= Problem to work on =
Put the lines of the listing from the line with "target: cardboard box" through the end of the listing, both ends included, into a numbered list, omitting any blank lines.

= Collected data =
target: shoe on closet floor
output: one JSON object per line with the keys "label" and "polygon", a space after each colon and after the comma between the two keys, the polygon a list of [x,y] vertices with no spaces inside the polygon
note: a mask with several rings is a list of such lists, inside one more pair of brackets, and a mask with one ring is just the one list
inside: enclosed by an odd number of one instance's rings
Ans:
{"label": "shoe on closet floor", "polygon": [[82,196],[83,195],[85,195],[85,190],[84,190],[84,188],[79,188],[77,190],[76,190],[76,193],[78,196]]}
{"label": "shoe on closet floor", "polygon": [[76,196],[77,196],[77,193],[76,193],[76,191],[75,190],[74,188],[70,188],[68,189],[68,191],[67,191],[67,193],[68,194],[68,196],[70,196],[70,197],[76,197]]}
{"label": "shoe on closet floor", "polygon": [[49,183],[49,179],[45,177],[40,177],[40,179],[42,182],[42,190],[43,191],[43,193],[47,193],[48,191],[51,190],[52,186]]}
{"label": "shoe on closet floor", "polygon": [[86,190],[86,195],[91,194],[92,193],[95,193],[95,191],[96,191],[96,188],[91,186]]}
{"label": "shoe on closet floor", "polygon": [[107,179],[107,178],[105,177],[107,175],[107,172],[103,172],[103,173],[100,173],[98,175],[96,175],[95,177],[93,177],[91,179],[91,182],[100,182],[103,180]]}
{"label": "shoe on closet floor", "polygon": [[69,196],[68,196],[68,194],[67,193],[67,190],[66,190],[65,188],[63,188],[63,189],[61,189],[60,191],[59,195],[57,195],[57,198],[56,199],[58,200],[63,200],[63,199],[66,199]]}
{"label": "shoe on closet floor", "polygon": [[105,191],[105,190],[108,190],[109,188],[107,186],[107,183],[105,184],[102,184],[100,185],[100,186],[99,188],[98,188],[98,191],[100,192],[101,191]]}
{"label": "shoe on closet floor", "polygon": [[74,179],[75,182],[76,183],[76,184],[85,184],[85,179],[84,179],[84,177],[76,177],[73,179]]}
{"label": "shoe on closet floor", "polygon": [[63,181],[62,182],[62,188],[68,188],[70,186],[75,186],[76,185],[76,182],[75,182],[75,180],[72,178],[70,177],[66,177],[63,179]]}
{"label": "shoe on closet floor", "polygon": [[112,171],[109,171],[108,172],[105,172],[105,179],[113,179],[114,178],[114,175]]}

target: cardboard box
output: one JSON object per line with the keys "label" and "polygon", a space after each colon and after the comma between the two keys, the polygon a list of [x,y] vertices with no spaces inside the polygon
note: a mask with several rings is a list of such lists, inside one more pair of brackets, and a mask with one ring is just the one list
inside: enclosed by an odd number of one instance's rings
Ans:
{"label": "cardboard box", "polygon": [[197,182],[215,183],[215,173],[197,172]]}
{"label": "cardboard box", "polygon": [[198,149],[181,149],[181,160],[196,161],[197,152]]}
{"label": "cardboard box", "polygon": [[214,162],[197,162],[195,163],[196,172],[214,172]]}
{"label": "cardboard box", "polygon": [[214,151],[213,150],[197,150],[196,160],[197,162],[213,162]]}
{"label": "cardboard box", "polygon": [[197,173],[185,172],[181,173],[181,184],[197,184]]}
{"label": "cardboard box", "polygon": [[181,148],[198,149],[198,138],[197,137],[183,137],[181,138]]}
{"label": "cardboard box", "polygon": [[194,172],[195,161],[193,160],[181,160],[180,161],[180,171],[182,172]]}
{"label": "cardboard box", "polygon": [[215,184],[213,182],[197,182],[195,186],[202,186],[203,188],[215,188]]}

= The answer =
1. target: cardboard box
2. output: one JSON object per line with the keys "label" and "polygon", a space after each colon and after the comma between the two keys, the polygon a list of [x,y] vertices with no spaces inside the polygon
3. note: a mask with several rings is a list of such lists, inside one more pair of brackets, and a mask with one ring is just the one list
4. inside: enclosed by an odd number of one instance's rings
5. Ans:
6. {"label": "cardboard box", "polygon": [[197,182],[215,183],[215,173],[197,172]]}
7. {"label": "cardboard box", "polygon": [[198,149],[181,149],[181,160],[196,161],[197,152]]}
8. {"label": "cardboard box", "polygon": [[214,162],[197,162],[195,163],[196,172],[214,172]]}
9. {"label": "cardboard box", "polygon": [[214,151],[213,150],[197,150],[196,160],[197,162],[213,162]]}
10. {"label": "cardboard box", "polygon": [[197,173],[185,172],[181,173],[181,184],[197,184]]}
11. {"label": "cardboard box", "polygon": [[181,148],[198,149],[198,138],[197,137],[183,137],[181,138]]}
12. {"label": "cardboard box", "polygon": [[194,172],[195,161],[193,160],[181,160],[180,161],[180,171],[182,172]]}
13. {"label": "cardboard box", "polygon": [[215,184],[213,182],[197,182],[195,186],[202,186],[203,188],[215,188]]}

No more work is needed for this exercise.